** start of Source document **

# Putting transformer(s) outside?



## Vinny D (Jan 25, 2013)

On my last layout I had my transformers (2-Control Master 20) located inside my house and ran some 10ga THHN outside to connect to the tracks (through PVC pipe).
This time around my distance is going to be a bit further away so I am debating putting the transformers outside in some sort of enclosure.
I am just wondering what others have used in this situation?

I can have a custom enclosure made localy to what I think I may need 24" x 24" x 10" Nema 3R with louvers for air flow and a single hinged access door (about $450)
Just seeing if there is anything else out there I may be overlooking?


Thanks,
Vinny


----------



## Greg Elmassian (Jan 3, 2008)

Moisture buildup and bugs getting inside should be addressed. 

Greg


----------



## Treeman (Jan 6, 2008)

You may consider a PVC enclosure with the proper ventilation.


----------



## Vinny D (Jan 25, 2013)

I know when I have ordered custom PVC enclosures for customers they are much more money then steel, thats why I was considering steel. 
The moisture and bug issue has me a bit concerned (this is why I was asking questions so people can make me think of things I probably have forgotten about!) 
But with a screened vent and raintight enclosure I am thinking....thinking I may be ok. 

What is everyone else doing with there transformers? Setting them up and taking them in after every use?


----------



## Dan Pierce (Jan 2, 2008)

I live in Massachusetts and I have a weather proof steel cabinet holding my power packs and Aristo train engineer receivers year round, these are never inside my home. 
Temperatures go from -20 F to 100F in my area and 100 percent humidity in the summer. 
Several receivers are in houses. 
I did have have 1 failure in 10 years, a mouse got in a building and chewed wires and did his duty on my receiver. 
I do keep my engines indoors as well as my DCC system. Too much $$ to chance replacement.


----------



## Naptowneng (Jun 14, 2010)

** end of Source document **

◆ Your tasks ◆
- 1) Answer these questions about the forum thread on putting transformers outside:
(a) What size is the custom enclosure Vinny D says he could have made locally?
(b) Which two problems does Greg Elmassian say should be addressed?
(c) What temperature range does Dan Pierce report for his area?
- 2) Rewrite the entries from the line containing "Expected output: the position of each instance of the clasped" through the last entry, inclusive, replacing "beige curtain" with "tan curtain" and leaving everything else unchanged. Give only those lines.

** start of Supplied data **

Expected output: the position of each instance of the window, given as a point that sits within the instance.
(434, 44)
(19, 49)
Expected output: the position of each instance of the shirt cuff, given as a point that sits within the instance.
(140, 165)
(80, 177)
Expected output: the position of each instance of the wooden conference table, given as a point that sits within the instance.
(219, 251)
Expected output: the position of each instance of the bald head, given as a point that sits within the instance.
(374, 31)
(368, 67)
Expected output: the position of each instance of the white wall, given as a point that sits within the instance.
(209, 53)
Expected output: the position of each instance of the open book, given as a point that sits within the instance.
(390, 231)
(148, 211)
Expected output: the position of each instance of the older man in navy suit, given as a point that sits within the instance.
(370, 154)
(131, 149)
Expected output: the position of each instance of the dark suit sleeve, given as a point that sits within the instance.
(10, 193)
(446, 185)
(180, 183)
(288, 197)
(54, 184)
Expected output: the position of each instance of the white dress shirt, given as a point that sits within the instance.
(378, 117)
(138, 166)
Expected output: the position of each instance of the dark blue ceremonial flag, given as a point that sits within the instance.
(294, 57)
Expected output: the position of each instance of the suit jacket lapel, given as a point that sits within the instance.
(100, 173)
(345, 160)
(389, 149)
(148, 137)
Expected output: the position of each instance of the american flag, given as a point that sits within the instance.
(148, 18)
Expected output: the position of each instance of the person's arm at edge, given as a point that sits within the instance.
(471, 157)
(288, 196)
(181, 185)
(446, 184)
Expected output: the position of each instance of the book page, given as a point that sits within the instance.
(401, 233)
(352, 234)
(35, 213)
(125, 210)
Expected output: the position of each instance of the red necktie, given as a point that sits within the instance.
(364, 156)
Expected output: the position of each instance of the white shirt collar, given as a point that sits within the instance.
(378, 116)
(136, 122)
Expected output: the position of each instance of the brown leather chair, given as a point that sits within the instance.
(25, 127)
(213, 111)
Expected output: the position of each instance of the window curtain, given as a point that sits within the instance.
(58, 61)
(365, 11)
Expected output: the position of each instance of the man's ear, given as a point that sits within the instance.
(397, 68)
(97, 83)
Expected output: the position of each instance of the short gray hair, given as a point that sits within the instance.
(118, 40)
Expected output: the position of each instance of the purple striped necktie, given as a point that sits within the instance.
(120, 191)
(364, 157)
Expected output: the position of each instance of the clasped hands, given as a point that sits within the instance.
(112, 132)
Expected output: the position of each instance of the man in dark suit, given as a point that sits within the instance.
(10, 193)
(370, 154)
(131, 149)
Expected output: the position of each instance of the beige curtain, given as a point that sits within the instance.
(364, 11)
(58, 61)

** end of Supplied data **

◆ Answers for the exercise ◆
- 1)
(a) 24" x 24" x 10"
(b) Moisture buildup and bugs getting inside
(c) From -20 F to 100F

- 2)
Expected output: the position of each instance of the clasped hands, given as a point that sits within the instance.
(112, 132)
Expected output: the position of each instance of the man in dark suit, given as a point that sits within the instance.
(10, 193)
(370, 154)
(131, 149)
Expected output: the position of each instance of the tan curtain, given as a point that sits within the instance.
(364, 11)
(58, 61)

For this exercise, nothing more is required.